Task to complete: The records follow. Copy them exactly, but omit the pictures.

══ Material for the task ══

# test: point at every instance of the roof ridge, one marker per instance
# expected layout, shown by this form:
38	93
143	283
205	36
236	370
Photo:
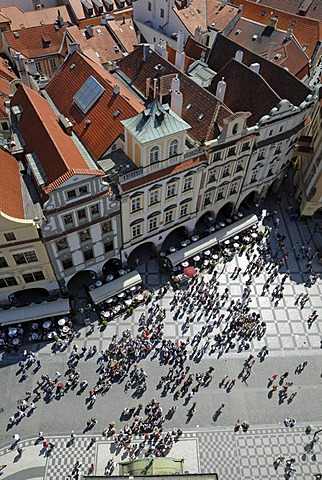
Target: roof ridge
44	122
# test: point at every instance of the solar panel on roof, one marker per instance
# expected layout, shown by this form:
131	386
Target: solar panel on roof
88	94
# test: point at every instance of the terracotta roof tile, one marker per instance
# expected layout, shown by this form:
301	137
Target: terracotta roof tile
10	188
105	115
32	19
124	30
5	70
55	150
202	14
307	30
306	8
101	43
4	88
195	49
196	100
257	38
165	172
277	79
31	41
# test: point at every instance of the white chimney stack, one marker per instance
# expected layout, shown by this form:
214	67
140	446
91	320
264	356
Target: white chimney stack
175	84
270	52
180	60
221	90
180	40
255	67
289	34
176	102
239	56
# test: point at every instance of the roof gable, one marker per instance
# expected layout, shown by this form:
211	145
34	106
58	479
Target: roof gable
36	41
99	128
55	150
10	187
283	83
200	107
307	30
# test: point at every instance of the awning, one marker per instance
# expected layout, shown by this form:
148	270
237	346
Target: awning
227	232
34	312
116	286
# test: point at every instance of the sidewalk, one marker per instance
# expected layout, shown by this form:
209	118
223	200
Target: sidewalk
232	455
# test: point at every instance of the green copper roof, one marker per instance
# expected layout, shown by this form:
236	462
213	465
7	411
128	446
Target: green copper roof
154	123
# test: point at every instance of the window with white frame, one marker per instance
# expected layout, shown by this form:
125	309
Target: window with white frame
154	154
221	193
173	148
226	171
184	209
240	166
53	63
171	190
233	188
254	176
154	197
153	223
212	176
168	216
135	204
136	230
187	185
207	199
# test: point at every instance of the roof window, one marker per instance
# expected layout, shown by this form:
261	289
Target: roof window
88	94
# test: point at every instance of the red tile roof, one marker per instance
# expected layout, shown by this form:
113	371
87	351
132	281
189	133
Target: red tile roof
55	150
4	88
257	38
158	174
101	43
18	17
306	8
105	126
271	78
307	31
197	102
10	188
31	42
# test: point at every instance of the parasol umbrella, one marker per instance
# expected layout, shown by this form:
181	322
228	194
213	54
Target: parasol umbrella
190	272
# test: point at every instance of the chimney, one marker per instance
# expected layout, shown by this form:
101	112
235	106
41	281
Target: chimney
155	83
198	34
255	67
175	84
179	41
270	52
239	56
288	34
221	90
73	47
146	51
147	87
176	102
180	60
31	67
89	30
60	20
272	22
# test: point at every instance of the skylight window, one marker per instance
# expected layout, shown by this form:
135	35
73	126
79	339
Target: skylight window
88	94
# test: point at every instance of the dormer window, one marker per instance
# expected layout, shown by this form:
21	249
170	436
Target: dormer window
154	154
173	148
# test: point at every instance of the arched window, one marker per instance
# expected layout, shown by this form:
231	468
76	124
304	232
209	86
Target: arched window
173	148
154	154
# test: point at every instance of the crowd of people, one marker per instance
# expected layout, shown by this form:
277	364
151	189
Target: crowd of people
229	325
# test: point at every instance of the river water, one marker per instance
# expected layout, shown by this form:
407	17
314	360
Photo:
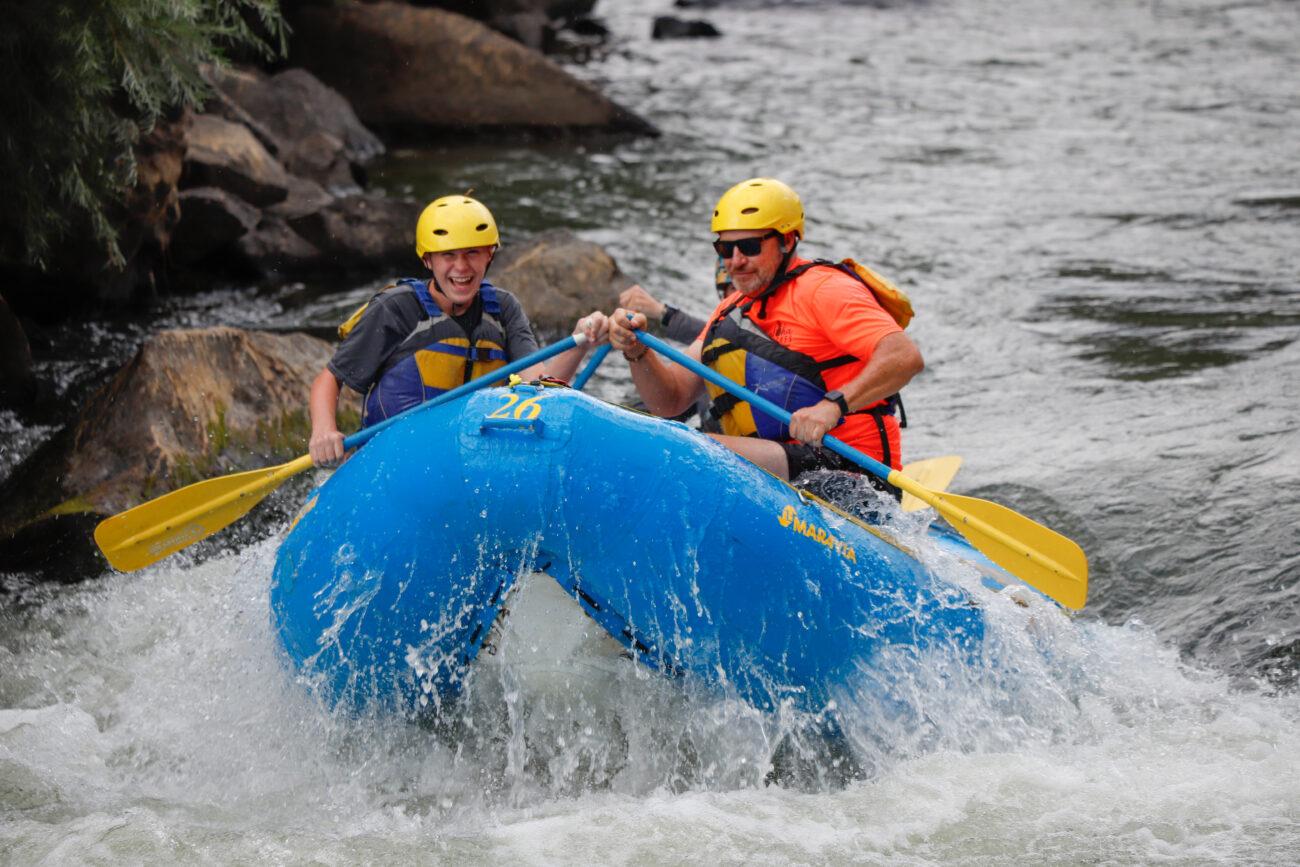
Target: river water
1095	207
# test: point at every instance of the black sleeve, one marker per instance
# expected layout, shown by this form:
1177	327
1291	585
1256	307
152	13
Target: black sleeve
684	328
388	321
519	332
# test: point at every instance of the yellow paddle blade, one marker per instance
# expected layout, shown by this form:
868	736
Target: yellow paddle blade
1041	558
935	473
150	532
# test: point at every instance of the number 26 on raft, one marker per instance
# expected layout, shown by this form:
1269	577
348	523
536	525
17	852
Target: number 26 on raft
527	410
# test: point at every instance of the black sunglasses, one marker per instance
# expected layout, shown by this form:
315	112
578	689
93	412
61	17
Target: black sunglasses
746	246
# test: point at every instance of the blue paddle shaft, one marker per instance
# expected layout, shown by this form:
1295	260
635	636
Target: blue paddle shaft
362	437
590	367
839	447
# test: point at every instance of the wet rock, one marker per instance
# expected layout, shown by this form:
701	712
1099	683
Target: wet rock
489	9
211	220
229	156
362	230
304	196
531	29
191	404
317	134
559	277
274	248
417	72
670	27
17	384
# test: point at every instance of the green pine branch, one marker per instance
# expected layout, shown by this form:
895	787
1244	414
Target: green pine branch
82	81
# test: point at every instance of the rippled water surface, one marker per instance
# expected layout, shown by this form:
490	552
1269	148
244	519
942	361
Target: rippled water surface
1095	208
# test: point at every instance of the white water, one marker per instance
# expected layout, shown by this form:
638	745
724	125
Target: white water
148	719
1110	346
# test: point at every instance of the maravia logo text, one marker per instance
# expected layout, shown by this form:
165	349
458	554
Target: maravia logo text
817	534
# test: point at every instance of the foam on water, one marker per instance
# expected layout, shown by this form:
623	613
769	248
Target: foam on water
150	716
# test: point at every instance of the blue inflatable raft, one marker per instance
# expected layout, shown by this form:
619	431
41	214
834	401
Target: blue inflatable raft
701	564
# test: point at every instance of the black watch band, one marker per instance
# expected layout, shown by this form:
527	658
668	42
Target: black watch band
835	397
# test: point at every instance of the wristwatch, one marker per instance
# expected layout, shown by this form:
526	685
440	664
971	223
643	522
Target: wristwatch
835	397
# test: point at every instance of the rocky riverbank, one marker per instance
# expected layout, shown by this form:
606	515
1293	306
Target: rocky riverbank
269	183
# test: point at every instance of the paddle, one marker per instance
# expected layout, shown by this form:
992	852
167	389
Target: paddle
594	362
934	473
161	527
1039	556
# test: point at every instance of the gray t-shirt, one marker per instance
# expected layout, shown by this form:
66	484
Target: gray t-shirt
390	317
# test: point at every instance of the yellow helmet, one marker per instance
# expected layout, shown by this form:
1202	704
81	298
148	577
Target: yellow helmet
759	203
454	222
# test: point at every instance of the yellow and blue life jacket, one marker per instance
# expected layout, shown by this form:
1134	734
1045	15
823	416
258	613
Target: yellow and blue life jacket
437	355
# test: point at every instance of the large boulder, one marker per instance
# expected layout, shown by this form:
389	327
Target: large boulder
415	70
362	230
228	156
313	129
559	277
190	404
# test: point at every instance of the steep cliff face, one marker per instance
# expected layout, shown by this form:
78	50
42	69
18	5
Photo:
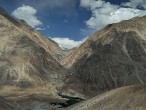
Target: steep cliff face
112	57
27	59
126	98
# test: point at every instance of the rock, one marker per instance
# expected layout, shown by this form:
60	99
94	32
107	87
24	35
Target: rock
112	57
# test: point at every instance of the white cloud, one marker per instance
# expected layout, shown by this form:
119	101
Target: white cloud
67	43
28	14
104	13
135	3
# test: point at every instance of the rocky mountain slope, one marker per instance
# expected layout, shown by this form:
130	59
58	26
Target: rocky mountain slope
112	57
125	98
27	59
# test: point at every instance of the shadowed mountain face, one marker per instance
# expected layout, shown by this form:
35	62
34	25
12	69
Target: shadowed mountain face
126	98
112	57
27	59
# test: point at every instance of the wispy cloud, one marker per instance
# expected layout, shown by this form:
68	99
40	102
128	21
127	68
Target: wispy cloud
28	14
67	42
104	13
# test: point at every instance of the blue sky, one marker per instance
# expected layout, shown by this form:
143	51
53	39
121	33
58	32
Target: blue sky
69	22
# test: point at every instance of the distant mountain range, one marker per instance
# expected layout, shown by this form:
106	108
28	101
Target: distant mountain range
36	74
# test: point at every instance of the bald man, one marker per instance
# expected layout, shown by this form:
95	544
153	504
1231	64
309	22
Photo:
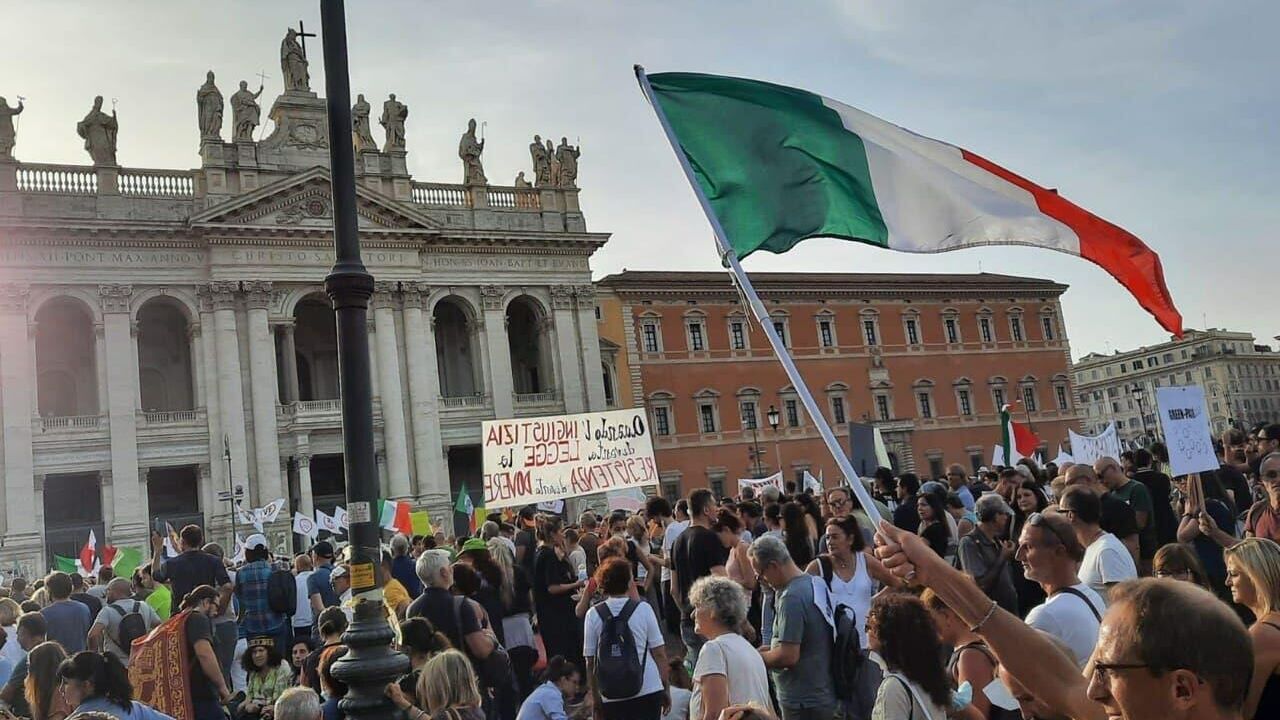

═══

Result:
# test: point at every instance of the roof ridge, one marker per instance
# expected layout, shown by this form:
38	93
143	283
205	36
236	370
Photo:
Target: roof ridge
44	122
# test: point at every instance of the solar panel on roof, one marker per instance
# expected layout, shown by this form:
131	386
Target: solar panel on roof
88	94
# test: point at every instance of the terracotta roof tile, one marker per instance
# expected layout, shown by this form:
301	137
Target: terracotta roof tile
10	188
105	115
32	19
124	30
5	70
55	150
202	14
307	30
306	8
101	43
4	88
195	49
196	100
257	38
165	172
277	79
31	41
# test: point at every instance of the white chimney stack, one marker per instance
# expected layout, shown by this form:
214	67
140	446
91	320
264	356
Target: white chimney stack
175	84
270	52
180	60
221	90
180	40
255	67
289	34
176	102
239	56
# test: point at every instance of the roof gable, one marker per instance
# expected layout, shown by this form:
211	145
34	106
58	479
Target: roof gable
36	41
99	128
55	150
10	187
283	83
200	107
307	30
# test: point at every instance of the awning, one marker per instance
# expected layout, shown by this form:
148	270
237	346
Target: awning
227	232
34	312
116	286
# test: point at every instance of the sidewalk, one marker per instance
# expected layout, shown by this form:
209	118
223	200
Target: sidewalk
232	455
# test: point at every instance of the green copper roof, one marker per instance
# expected layout, shown by this form:
236	462
213	465
7	411
128	446
Target: green copper roof
154	123
# test: point at every instance of the window with white frame, one marker per instance
# expected layout, shown by this form:
125	309
Target: window with white frame
154	154
221	193
173	148
226	171
184	209
240	166
53	63
171	190
233	188
254	176
154	197
153	223
212	176
168	216
135	204
136	230
187	185
207	199
# test: point at every instance of the roof window, one marker per instance
# expected layout, shown by this form:
261	289
Target: roof window
88	94
# test: point at every instance of the red tile roof, one marker per instance
# expected layout, shown by this form:
113	371
87	351
132	281
189	133
Target: red tile roof
55	150
4	88
257	38
158	174
101	43
18	17
306	8
105	126
271	78
307	31
197	102
10	188
31	42
# test: point at every instance of the parasol umbrella, one marker per instance
# expected layout, shown by this form:
181	322
228	194
213	54
Target: parasol umbrella
190	272
# test: point at every instance of the chimney, one marker per instance
# expected layout, shown by this form:
101	112
235	106
41	281
Target: chimney
155	83
198	34
255	67
175	84
179	41
270	52
239	56
288	34
221	90
73	47
146	51
147	87
176	102
180	60
31	67
89	30
60	20
272	22
# test: point at every instance of the skylight window, one marker per instance
# expected layout, shown by this form:
135	35
73	126
79	339
Target: skylight window
88	94
# test: point at every instance of the dormer window, one marker per instance
# expected layout, shown by this form:
21	249
170	436
Target: dormer window
154	154
173	148
# test: point at every instance of the arched window, one marker per instance
# expected layout, shown by this form:
231	468
76	124
304	232
209	86
Target: arched window
173	148
154	154
# test: point at every instance of the crowd of people, one marker per instance
# expected layout, shown by this form:
277	364
151	189
Target: crowd of people
229	325
# test: point at every instance of the river water, one marker per instance
# expected layout, shown by this form:
407	17
314	360
Photo:
Target: river water
1095	207
# test: point at every instance of the black sleeve, one marker per instance
# expected layout, shown by this form:
1177	327
1291	585
1256	307
152	13
Target: black sleeve
684	328
388	321
519	332
# test: point at every instance of the yellow paddle blade, one marker per instance
# expected layout, shown by this form:
868	736
Target: yellow paddle blade
1041	558
935	473
150	532
# test: point at every instance of the number 26 on raft, one marker per instance
# expected layout, shown by this form:
1269	577
348	523
536	525
17	852
Target: number 26 on raft
527	410
# test: point at every instance of the black sunglasses, one marker per instance
# expected layout, shown by this form:
315	112
578	689
93	412
61	17
Target: black sunglasses
746	246
# test: point at every instance of the blue paddle shaft, one marker per instance
# expected layout, shown by this form:
1295	260
635	636
Target: blue paddle shaft
362	437
590	367
839	447
# test: point at every instance of the wet rock, one marker per instance
# expected layout, shown by this form:
701	712
1099	683
Target: wet rock
489	9
211	220
229	156
362	230
304	196
531	29
191	404
317	134
559	277
274	248
417	72
670	27
17	384
# test: point at every instance of the green pine branch, one marker per instance
# expected layout, shown by this form:
895	787
1244	414
Target: green pine branch
82	81
# test: point at every instance of the rippled water surface, one marker per instance
# expected layout, shown by this form:
490	552
1269	148
244	519
942	361
Target: rippled water surface
1095	208
# test: point at every instance of the white water, one marker per instance
# expected layout, shown by this form:
638	745
724	125
Target: white water
148	719
1110	346
# test: point at every instance of the maravia logo text, one marker per instance
# expected layout, shown by this form:
165	349
458	554
Target: maravia logo text
817	534
# test: point at every instance of the foam on water, one marker per instance
# expected layout, shown by this form:
623	613
769	248
Target: foam on water
150	716
# test: point at every instance of the blue inflatable raft, one marker per instance
# expected layout, shown by this form:
619	431
41	214
834	401
Target: blue inflatable raft
701	564
# test: point at every instance of the black watch band, one marker per instance
# expected layout, shown by this form:
527	658
668	42
Target: black watch band
835	397
# test: point at every instance of the wristwatch, one marker per instance
# expected layout, shown by this form:
526	685
440	664
971	223
643	522
Target: wristwatch
835	397
# test: point at every instance of the rocky riverbank, one marker per instance
# expected layout, shown by this form:
606	515
1293	306
Target: rocky riverbank
269	183
# test: point at every instance of the paddle, one marker per instance
# expected layout, shown by this form:
992	852
167	389
Target: paddle
594	362
934	473
161	527
1039	556
# test: point at every instance of the gray t-shirt, one marker per instance
# expected layout, shown by this form:
66	484
Target: gray t-shirt
390	317
# test: point at every instance of the yellow helmet, one marker per instance
# expected layout, shown by this form:
1202	704
81	298
148	577
Target: yellow helmet
759	203
454	222
# test: point at every instance of the yellow and blue life jacket, one marker per instance
# expected layout, shown by this form:
1134	734
1045	15
823	416
258	613
Target: yellow and blue life jacket
437	355
# test: point at every instance of the large boulder, one marker per instance
# expected layout, shown by this form:
389	327
Target: large boulder
415	70
362	230
228	156
313	129
559	277
190	404
# test: point at every instance of the steep cliff face, one marker per instance
# expected layout, shown by this form:
78	50
42	69
18	5
Photo:
Target: steep cliff face
112	57
27	59
126	98
# test: point at every instance of the rock, one marker per instance
# expected layout, shown by this form:
60	99
94	32
107	87
24	35
Target: rock
112	57
# test: point at every instance of the white cloud, one marker per instance
# expected layout, shown by this form:
119	101
Target: white cloud
67	43
28	14
104	13
135	3
# test: point at every instance of the rocky mountain slope, one marker per instance
# expected layout, shown by this form:
130	59
58	26
Target: rocky mountain slope
112	57
125	98
27	59
# test: point at every instance of the shadowed mountain face, one marker per instance
# expected layout, shown by this form:
35	62
34	25
12	69
Target: shadowed mountain face
126	98
112	57
27	59
# test: point at every instance of the wispy cloud, one marker per instance
# expected layout, shown by this form:
68	99
40	102
128	21
127	68
Target: wispy cloud
28	14
67	42
104	13
# test: point at every instance of the blue sky, one marker per instance
# expected layout, shown by this form:
143	51
53	39
121	33
58	32
Target: blue sky
69	22
# test: point at every instance of the distant mountain range, one marker per instance
# expected layout, shown by this form:
106	108
28	101
Target: distant mountain range
36	74
# test: point at every instance of the bald man, one marker per instance
# expected layout, shown by this form:
95	544
153	504
1231	64
309	22
Photo:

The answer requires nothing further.